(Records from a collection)
----
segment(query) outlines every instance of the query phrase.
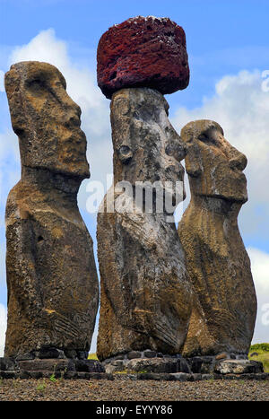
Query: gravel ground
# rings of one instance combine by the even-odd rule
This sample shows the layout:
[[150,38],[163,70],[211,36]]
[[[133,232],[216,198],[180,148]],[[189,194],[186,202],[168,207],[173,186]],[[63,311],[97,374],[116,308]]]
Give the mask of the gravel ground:
[[2,380],[0,401],[269,401],[269,380]]

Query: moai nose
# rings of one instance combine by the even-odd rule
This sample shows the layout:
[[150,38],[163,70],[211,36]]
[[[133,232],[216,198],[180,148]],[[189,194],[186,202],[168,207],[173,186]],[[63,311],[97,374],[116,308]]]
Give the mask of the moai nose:
[[229,165],[231,169],[244,170],[247,163],[247,157],[242,153],[236,152],[229,161]]

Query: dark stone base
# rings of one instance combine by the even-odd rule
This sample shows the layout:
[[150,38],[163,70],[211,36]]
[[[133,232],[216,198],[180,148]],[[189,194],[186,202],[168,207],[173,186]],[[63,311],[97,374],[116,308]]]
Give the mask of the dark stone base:
[[215,356],[183,358],[180,354],[171,356],[156,354],[154,351],[133,351],[105,360],[103,365],[108,373],[138,373],[141,376],[174,374],[174,377],[178,376],[178,380],[183,377],[180,374],[187,374],[193,380],[203,380],[203,376],[214,378],[215,375],[218,377],[229,374],[242,376],[264,373],[262,362],[249,361],[245,354],[230,356],[224,353]]
[[2,379],[85,379],[113,380],[105,372],[103,365],[96,360],[80,359],[28,359],[23,361],[0,358]]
----
#### [Exercise aim]
Please edit the listing by replacing "sample" with "template" throughout, leaving everything else unchanged. Leave the pictures out of your answer.

#### [Output of the task]
segment(query) outlines every instance of the query phrase.
Query: gravel ground
# rings of one instance combine by the even-odd rule
This template shows the layout:
[[150,38],[163,70],[211,36]]
[[[133,232],[216,198],[180,148]],[[189,194],[186,202],[168,207],[173,186]],[[63,311],[97,374],[116,308]]]
Give the mask of the gravel ground:
[[2,380],[0,401],[269,401],[269,380]]

Query: moai nose
# rings of one instance combine by the even-odd rule
This template shows the layout:
[[150,38],[163,70],[211,36]]
[[[133,232],[216,198],[180,148]],[[189,194],[186,202],[168,207],[173,186]],[[63,311],[97,374],[116,308]]]
Give the mask of the moai nose:
[[229,165],[231,169],[244,170],[247,163],[247,157],[242,153],[236,152],[229,161]]

Query: dark stone base
# rings of one instance combine by the even-odd rule
This template shows the layout:
[[150,38],[163,70],[211,36]]
[[[133,232],[216,198],[180,148]],[[189,194],[186,202],[168,207],[173,186]],[[63,311],[97,374],[116,308]]]
Give the mask of the dark stone base:
[[215,356],[183,358],[180,354],[171,356],[156,354],[154,351],[133,351],[105,360],[103,365],[108,373],[138,373],[141,376],[174,374],[174,377],[178,376],[178,380],[183,377],[180,374],[187,374],[193,380],[203,380],[203,376],[214,378],[215,375],[218,377],[229,374],[242,376],[264,373],[262,362],[249,361],[245,354],[230,356],[224,353]]
[[2,379],[85,379],[113,380],[105,372],[103,365],[96,360],[80,359],[28,359],[23,361],[0,358]]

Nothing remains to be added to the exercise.